- **Reading text**:
Significant estimates made in preparing the consolidated financial statements include, among other things, the estimated quantities of proved natural gas reserves and associated cash flows used to calculate depletion and impairment of proved natural gas properties; the evaluation of unproved properties for impairment; the estimated present value of future net cash flows used in the valuation of purchase price allocation; accruals related to natural gas sales volumes and revenue, capital expenditures, and lease operating expenses; the fair value of derivative instruments; equity-based compensation; commitments and contingencies; and the timing and amount of future plugging and abandonment costs used in calculating asset retirement obligations. Changes in the assumptions utilized could have a significant impact on reported results in future periods.

- **What is asked**: Extract the stretch of the financial estimates passage from "Significant estimates made" through "in future periods.", copying it word for word.

Stored items:
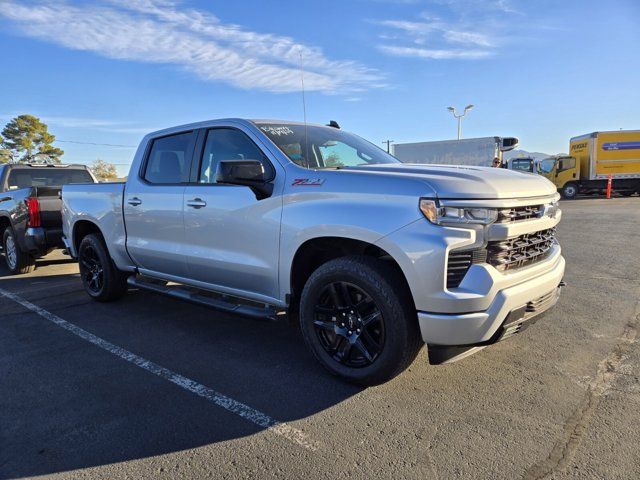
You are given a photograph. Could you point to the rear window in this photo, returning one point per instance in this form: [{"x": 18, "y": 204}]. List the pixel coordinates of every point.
[
  {"x": 170, "y": 159},
  {"x": 46, "y": 177}
]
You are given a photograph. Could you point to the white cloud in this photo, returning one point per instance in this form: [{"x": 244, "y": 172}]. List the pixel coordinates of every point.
[
  {"x": 434, "y": 54},
  {"x": 158, "y": 31},
  {"x": 468, "y": 32}
]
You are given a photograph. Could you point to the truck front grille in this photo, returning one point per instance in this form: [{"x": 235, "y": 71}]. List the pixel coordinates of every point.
[
  {"x": 460, "y": 261},
  {"x": 516, "y": 214},
  {"x": 520, "y": 251}
]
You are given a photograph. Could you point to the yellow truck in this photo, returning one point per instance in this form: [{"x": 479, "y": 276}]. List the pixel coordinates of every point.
[{"x": 592, "y": 158}]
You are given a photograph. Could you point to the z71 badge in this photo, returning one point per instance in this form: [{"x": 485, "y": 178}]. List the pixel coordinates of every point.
[{"x": 307, "y": 182}]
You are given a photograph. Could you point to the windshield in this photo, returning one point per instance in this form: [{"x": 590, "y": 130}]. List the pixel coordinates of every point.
[
  {"x": 325, "y": 147},
  {"x": 546, "y": 165}
]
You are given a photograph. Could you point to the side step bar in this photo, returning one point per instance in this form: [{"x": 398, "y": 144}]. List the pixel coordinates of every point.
[{"x": 219, "y": 302}]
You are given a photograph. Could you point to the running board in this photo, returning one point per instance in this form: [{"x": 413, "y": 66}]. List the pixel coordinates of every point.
[{"x": 201, "y": 297}]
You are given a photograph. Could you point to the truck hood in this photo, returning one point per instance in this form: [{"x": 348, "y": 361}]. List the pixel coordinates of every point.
[{"x": 467, "y": 182}]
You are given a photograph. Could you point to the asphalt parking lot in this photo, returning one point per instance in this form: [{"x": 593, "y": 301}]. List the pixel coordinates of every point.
[{"x": 560, "y": 400}]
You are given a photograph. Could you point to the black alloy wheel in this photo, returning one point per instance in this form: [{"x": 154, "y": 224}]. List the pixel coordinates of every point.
[
  {"x": 92, "y": 270},
  {"x": 349, "y": 324}
]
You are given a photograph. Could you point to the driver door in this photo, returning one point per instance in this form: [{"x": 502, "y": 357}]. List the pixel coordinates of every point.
[{"x": 231, "y": 237}]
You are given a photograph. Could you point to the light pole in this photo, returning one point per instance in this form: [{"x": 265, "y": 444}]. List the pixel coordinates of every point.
[{"x": 460, "y": 117}]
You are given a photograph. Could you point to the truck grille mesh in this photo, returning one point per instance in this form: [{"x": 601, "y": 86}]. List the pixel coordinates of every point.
[
  {"x": 516, "y": 214},
  {"x": 521, "y": 251},
  {"x": 505, "y": 255}
]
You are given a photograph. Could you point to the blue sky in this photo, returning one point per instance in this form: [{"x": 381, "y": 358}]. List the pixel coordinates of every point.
[{"x": 106, "y": 72}]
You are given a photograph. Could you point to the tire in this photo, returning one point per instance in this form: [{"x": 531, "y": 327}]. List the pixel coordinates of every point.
[
  {"x": 17, "y": 261},
  {"x": 376, "y": 315},
  {"x": 569, "y": 191},
  {"x": 101, "y": 279}
]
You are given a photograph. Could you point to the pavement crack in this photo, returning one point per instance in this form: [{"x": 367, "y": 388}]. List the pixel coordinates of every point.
[{"x": 577, "y": 425}]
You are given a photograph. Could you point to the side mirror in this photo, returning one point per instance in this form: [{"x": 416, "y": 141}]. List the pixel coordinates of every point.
[{"x": 249, "y": 173}]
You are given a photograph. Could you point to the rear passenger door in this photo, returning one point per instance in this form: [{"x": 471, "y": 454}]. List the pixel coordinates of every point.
[
  {"x": 153, "y": 205},
  {"x": 232, "y": 237}
]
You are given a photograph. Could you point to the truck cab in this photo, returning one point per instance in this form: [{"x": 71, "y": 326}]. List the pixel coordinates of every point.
[
  {"x": 523, "y": 164},
  {"x": 563, "y": 171}
]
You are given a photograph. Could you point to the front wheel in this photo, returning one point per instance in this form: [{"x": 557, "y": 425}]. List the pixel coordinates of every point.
[
  {"x": 358, "y": 320},
  {"x": 569, "y": 191},
  {"x": 100, "y": 277},
  {"x": 17, "y": 261}
]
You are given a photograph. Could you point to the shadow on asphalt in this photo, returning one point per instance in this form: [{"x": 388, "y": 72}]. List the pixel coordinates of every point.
[{"x": 66, "y": 404}]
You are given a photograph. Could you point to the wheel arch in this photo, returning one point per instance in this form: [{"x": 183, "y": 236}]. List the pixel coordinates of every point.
[
  {"x": 316, "y": 251},
  {"x": 81, "y": 229}
]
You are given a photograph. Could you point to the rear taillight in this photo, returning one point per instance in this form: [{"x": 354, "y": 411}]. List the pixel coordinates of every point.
[{"x": 33, "y": 207}]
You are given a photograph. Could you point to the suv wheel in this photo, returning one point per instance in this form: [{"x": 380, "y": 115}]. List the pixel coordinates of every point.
[
  {"x": 100, "y": 277},
  {"x": 17, "y": 261},
  {"x": 358, "y": 321}
]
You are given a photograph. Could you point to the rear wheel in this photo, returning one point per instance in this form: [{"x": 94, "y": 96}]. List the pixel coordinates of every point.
[
  {"x": 358, "y": 320},
  {"x": 17, "y": 261},
  {"x": 100, "y": 277},
  {"x": 569, "y": 191}
]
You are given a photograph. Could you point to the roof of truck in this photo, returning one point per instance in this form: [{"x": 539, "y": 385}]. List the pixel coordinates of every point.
[{"x": 244, "y": 121}]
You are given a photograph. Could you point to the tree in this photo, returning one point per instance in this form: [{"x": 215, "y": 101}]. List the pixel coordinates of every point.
[
  {"x": 27, "y": 137},
  {"x": 105, "y": 171}
]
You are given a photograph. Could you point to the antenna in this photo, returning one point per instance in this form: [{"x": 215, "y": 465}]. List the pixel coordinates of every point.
[{"x": 304, "y": 111}]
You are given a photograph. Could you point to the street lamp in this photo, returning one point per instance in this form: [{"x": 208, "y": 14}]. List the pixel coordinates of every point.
[{"x": 459, "y": 117}]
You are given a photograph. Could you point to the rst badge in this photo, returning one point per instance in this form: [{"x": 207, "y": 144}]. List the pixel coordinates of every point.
[{"x": 307, "y": 182}]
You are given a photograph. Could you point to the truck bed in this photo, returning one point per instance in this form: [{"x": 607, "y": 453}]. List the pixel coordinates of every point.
[{"x": 100, "y": 203}]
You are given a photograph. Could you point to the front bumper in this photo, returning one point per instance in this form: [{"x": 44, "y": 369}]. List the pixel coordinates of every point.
[{"x": 484, "y": 327}]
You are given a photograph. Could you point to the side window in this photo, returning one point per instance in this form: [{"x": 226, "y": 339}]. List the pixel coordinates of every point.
[
  {"x": 227, "y": 144},
  {"x": 338, "y": 154},
  {"x": 170, "y": 158}
]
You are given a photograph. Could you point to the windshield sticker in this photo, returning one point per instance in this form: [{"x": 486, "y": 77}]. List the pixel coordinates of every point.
[
  {"x": 307, "y": 182},
  {"x": 279, "y": 131}
]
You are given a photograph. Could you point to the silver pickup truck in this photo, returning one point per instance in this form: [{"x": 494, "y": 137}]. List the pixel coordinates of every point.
[{"x": 373, "y": 257}]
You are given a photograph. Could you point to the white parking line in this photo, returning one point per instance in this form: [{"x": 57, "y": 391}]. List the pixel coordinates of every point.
[{"x": 248, "y": 413}]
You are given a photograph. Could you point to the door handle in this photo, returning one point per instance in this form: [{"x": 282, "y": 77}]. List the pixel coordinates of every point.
[{"x": 196, "y": 203}]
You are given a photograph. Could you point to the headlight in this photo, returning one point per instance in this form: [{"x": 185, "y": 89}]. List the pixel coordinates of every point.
[{"x": 457, "y": 216}]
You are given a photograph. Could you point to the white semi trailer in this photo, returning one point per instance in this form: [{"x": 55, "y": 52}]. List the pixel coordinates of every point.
[{"x": 469, "y": 151}]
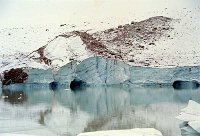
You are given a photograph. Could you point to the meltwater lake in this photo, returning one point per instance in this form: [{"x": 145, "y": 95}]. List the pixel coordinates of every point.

- **Written response**:
Significant estimates made in preparing the consolidated financial statements include, among other things, the estimated quantities of proved natural gas reserves and associated cash flows used to calculate depletion and impairment of proved natural gas properties; the evaluation of unproved properties for impairment; the estimated present value of future net cash flows used in the valuation of purchase price allocation; accruals related to natural gas sales volumes and revenue, capital expenditures, and lease operating expenses; the fair value of derivative instruments; equity-based compensation; commitments and contingencies; and the timing and amount of future plugging and abandonment costs used in calculating asset retirement obligations. Changes in the assumptions utilized could have a significant impact on reported results in future periods.